TEXTE À LIRE:
--------
Cette description du multiculturalisme canadien me semble simplificatrice et la nature du problème, mal posée. Présenter le multiculturalisme canadien sous le seul angle idéologique passe sous silence le fait qu’il s’agit aussi d’une politique publique qui a évolué et qui a fait l’objet de maintes critiques – certaines semblables à celles avancées par Joseph Facal – au Canada. La représentation qu’il en a renvoie, pour l’essentiel, aux intentions annoncées par le gouvernement fédéral au début des années 1970. Lorsque cette politique fut introduite au Parlement fédéral en octobre 1971, Pierre Elliott Trudeau a certes déclaré que le pluralisme culturel était « l’essence même de l’identité canadienne » et que chaque groupe ethnique avait « le droit de conserver et de faire épanouir sa propre culture et ses propres valeurs dans le contexte canadien », affirmant du même coup qu’il n’y avait pas de cultures officielles au Canada. Cette politique visait clairement à déclasser la représentation du Canada comme un pays biculturel reposant sur les « deux peuples fondateurs » pour y substituer une autre représentation qui mettrait de l’avant l’idée de mosaïque ou de courtepointe. Plutôt que de faire reposer la genèse du multiculturalisme sur la « déferlante » des groupes revendiquant la reconnaissance de leurs différences et exigeant la réparation des torts historiques dont ils auraient été les victimes (ce qui, au moment de l’adoption du multiculturalisme, n’était certes pas le cas des individus issus des vagues d’immigration européenne et, on a tendance à l’oublier, américaine), une lecture plus contextualisée aurait été nécessaire pour mieux comprendre pourquoi le Québec s’est toujours opposé à cette politique sur la base de ses fondements (notamment la coupure entre langue et culture, la banalisation de la place occupée historiquement par la nation québécoise) et non des principes défendus (notamment le respect des cultures minoritaires).
Par ailleurs, cette politique s’est depuis transformée. Insistant moins sur la préservation des cultures d’origine (au point où l’appui financier aux associations multi ou mono ethniques a fondu comme neige au soleil), elle met maintenant l’accent sur la promotion de la société canadienne à travers la reconnaissance de la diversité culturelle, elle vise à favoriser la participation civique et citoyenne et, surtout, elle cherche à lutter contre toutes les formes de discrimination raciale et religieuse. En ce sens, on ne saurait dissocier le multiculturalisme de la Loi sur la citoyenneté canadienne qui souhaite, elle aussi, renforcer le sentiment d’appartenance au Canada et, surtout, de la Charte canadienne des droits et libertés (et ses multiples variantes provinciales) qui insiste sur le respect des droits individuels.
--------
EXTRAITS DE DONNÉES:
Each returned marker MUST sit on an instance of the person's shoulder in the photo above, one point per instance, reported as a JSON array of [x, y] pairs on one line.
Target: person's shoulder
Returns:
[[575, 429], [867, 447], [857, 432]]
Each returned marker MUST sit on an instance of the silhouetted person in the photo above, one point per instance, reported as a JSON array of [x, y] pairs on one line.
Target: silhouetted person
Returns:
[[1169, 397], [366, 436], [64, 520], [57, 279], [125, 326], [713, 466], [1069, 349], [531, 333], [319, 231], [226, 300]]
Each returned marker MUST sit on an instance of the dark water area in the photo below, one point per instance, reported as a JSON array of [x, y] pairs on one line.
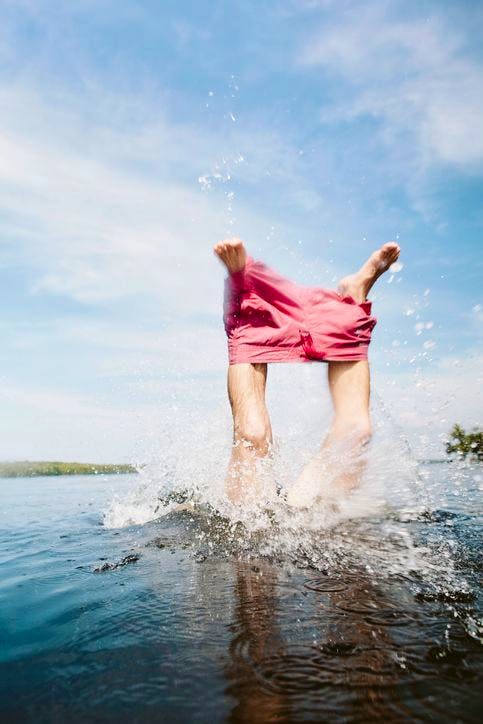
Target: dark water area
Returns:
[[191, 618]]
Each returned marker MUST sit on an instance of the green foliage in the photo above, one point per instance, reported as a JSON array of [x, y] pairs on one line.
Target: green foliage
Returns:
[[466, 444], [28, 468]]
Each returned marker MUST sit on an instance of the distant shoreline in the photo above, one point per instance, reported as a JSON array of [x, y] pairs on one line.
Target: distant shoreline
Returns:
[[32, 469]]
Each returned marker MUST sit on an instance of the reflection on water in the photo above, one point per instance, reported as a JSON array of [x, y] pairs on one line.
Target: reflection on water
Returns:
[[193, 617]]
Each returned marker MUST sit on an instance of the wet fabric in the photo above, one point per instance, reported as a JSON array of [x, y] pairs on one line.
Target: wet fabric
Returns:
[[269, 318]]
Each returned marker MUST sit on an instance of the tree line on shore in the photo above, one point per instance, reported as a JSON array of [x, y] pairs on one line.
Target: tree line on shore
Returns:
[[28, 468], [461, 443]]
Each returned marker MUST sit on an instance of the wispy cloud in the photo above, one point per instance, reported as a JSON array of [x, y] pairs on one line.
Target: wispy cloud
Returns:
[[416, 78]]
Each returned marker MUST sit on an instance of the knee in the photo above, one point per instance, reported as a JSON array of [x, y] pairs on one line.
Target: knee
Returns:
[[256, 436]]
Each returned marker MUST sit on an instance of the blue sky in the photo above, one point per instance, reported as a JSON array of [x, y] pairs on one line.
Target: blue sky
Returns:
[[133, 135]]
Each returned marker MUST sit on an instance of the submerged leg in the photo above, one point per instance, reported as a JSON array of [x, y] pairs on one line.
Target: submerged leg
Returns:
--------
SÉRIE D'EXERCICES:
(a) Citez le texte sur le multiculturalisme canadien en commençant à « Par ailleurs, cette » et en terminant à « des droits individuels. ».
(b) Résumez en deux phrases le texte sur le multiculturalisme canadien.
Les lignes n'ont aucun rôle à jouer ici.

LES SOLUTIONS:
(a)
Par ailleurs, cette politique s’est depuis transformée. Insistant moins sur la préservation des cultures d’origine (au point où l’appui financier aux associations multi ou mono ethniques a fondu comme neige au soleil), elle met maintenant l’accent sur la promotion de la société canadienne à travers la reconnaissance de la diversité culturelle, elle vise à favoriser la participation civique et citoyenne et, surtout, elle cherche à lutter contre toutes les formes de discrimination raciale et religieuse. En ce sens, on ne saurait dissocier le multiculturalisme de la Loi sur la citoyenneté canadienne qui souhaite, elle aussi, renforcer le sentiment d’appartenance au Canada et, surtout, de la Charte canadienne des droits et libertés (et ses multiples variantes provinciales) qui insiste sur le respect des droits individuels.

(b) Le multiculturalisme canadien, présenté au Parlement fédéral en 1971 pour remplacer l'image d'un pays biculturel par celle d'une mosaïque, est aussi une politique publique qui a évolué et a fait l'objet de maintes critiques, le Québec s'y étant opposé en raison de ses fondements plutôt que de ses principes. Cette politique insiste désormais moins sur la préservation des cultures d'origine que sur la promotion de la société canadienne, la participation civique et la lutte contre la discrimination raciale et religieuse, en lien avec la Loi sur la citoyenneté canadienne et la Charte canadienne des droits et libertés.